◆ **EXTRACT**
============
DOI: 10.7717/peerj-cs.185/table-4

Note:

The specification of the CPU and the GPU of the system which was used in experiments are illustrated.

Evaluation of results

In this section, the efficiency of the suggested mechanism for parallelization on GPU is studied from different aspects such as time of classification, throughput, and speed up. Classification time is the time required by GPU to classify all packets. Throughput is indicative of the number of packets classified per second. In this article, we have computed speedup through computing the ratio of packet classification time in the proposed kernel to the time of packet classification in the sequential version of the algorithm on CPU. The time unit for computations is millisecond and the throughput unit is kilo packets per second.

As mentioned earlier, we used ACL dataset in our experiments. Therefore, in the following, we will investigate the above benchmarks on ACL dataset. Figures 4 and 5 show the classification time of different volumes of input packets using different ACL filter sets of sizes ranging from 1K to 10k on CPU and GPU, respectively. In these two diagrams, increasing the number of input packets causes a proportional increase in classification time. For example, classification of 256K packets with 10K ACL filters on CPU lasts 598,754 ms, while it requires 97,485 ms on GPU. Therefore, GPU has been about 61.42 times faster than CPU.

Figure 4: Classification time in CPU.
Each bar represents the time required for classifying the specified number of packets in CPU. The number of filters is 1k, 2k, 4k, 8k, and 10k. The number of classified packets is 1k, 4k, 32k, and 256k.

Download full-size image

DOI: 10.7717/peerj-cs.185/fig-4

Figure 5: Classification time in GPU.
Each bar represents the time required for classifying the specified number of packets in GPU. The number of filters is 1k, 2k, 4k, 8k, and 10k. The number of classified packets is 1k, 4k, 32k, and 256k.
============
◆ **PROVIDED MATERIAL**
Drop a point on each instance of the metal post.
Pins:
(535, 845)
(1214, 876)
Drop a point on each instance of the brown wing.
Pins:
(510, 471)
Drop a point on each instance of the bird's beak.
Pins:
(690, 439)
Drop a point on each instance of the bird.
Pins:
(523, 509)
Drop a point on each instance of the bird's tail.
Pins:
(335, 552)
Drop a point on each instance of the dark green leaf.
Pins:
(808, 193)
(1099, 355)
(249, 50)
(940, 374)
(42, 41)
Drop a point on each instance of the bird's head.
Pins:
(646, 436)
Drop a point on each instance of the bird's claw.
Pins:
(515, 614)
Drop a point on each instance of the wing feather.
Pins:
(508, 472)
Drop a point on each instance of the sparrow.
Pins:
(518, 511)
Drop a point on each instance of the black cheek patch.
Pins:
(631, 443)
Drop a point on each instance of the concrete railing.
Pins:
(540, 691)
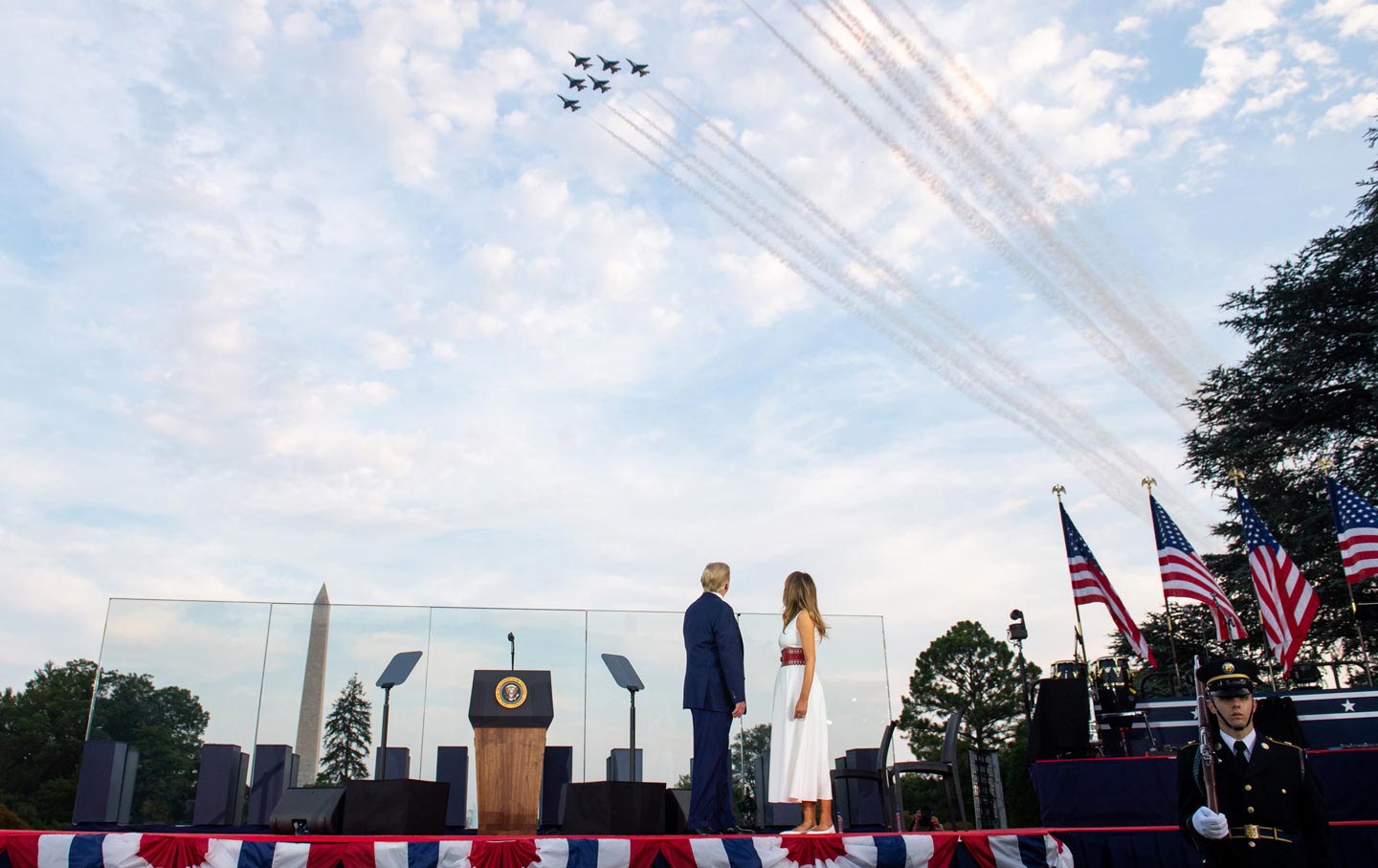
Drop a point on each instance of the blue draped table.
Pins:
(1140, 791)
(1355, 845)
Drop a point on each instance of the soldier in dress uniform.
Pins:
(1271, 812)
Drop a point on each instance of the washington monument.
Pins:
(313, 692)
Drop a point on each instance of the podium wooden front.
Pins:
(510, 711)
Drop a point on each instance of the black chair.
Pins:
(886, 777)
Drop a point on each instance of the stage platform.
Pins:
(995, 849)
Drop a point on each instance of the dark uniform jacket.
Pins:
(1277, 793)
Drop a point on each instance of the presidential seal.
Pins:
(511, 692)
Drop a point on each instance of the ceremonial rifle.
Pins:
(1208, 742)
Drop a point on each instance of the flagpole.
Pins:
(1363, 648)
(1171, 642)
(1326, 464)
(1095, 742)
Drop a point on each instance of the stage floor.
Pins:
(995, 849)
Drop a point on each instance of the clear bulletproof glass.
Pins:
(241, 664)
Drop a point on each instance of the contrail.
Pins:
(1009, 381)
(1102, 245)
(1018, 211)
(1004, 196)
(991, 393)
(980, 351)
(977, 223)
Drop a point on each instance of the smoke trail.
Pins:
(991, 393)
(980, 226)
(1009, 381)
(1105, 250)
(1008, 203)
(1013, 381)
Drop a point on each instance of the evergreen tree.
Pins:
(1305, 393)
(349, 733)
(967, 670)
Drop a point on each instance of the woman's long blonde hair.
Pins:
(801, 595)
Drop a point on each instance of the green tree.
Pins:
(43, 727)
(964, 670)
(349, 733)
(1306, 391)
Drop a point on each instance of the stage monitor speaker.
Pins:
(619, 765)
(275, 769)
(100, 782)
(614, 808)
(556, 770)
(1061, 720)
(219, 786)
(396, 808)
(309, 811)
(453, 768)
(677, 811)
(773, 813)
(398, 764)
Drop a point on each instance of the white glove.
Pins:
(1211, 824)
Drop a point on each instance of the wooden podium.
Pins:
(510, 711)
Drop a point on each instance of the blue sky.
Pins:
(334, 292)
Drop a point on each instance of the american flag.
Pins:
(1186, 575)
(1356, 523)
(1286, 599)
(1090, 585)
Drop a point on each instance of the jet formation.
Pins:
(601, 85)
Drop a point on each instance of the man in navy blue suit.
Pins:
(716, 691)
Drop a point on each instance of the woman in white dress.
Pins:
(799, 757)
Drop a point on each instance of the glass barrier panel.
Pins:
(359, 642)
(244, 667)
(175, 676)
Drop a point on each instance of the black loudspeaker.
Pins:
(780, 813)
(219, 786)
(619, 765)
(614, 808)
(275, 770)
(1061, 720)
(677, 812)
(105, 783)
(453, 768)
(316, 811)
(396, 808)
(556, 770)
============
◆ **LIST OF TASKS**
(1) In the excerpt on GPU packet classification, what does throughput indicate?
(2) Reproduce the passage of the excerpt on GPU packet classification from "In this section, the" to "packets per second.".

◆ **CORRECT ANSWERS**
(1) Throughput indicates the number of packets classified per second.

(2)
In this section, the efficiency of the suggested mechanism for parallelization on GPU is studied from different aspects such as time of classification, throughput, and speed up. Classification time is the time required by GPU to classify all packets. Throughput is indicative of the number of packets classified per second. In this article, we have computed speedup through computing the ratio of packet classification time in the proposed kernel to the time of packet classification in the sequential version of the algorithm on CPU. The time unit for computations is millisecond and the throughput unit is kilo packets per second.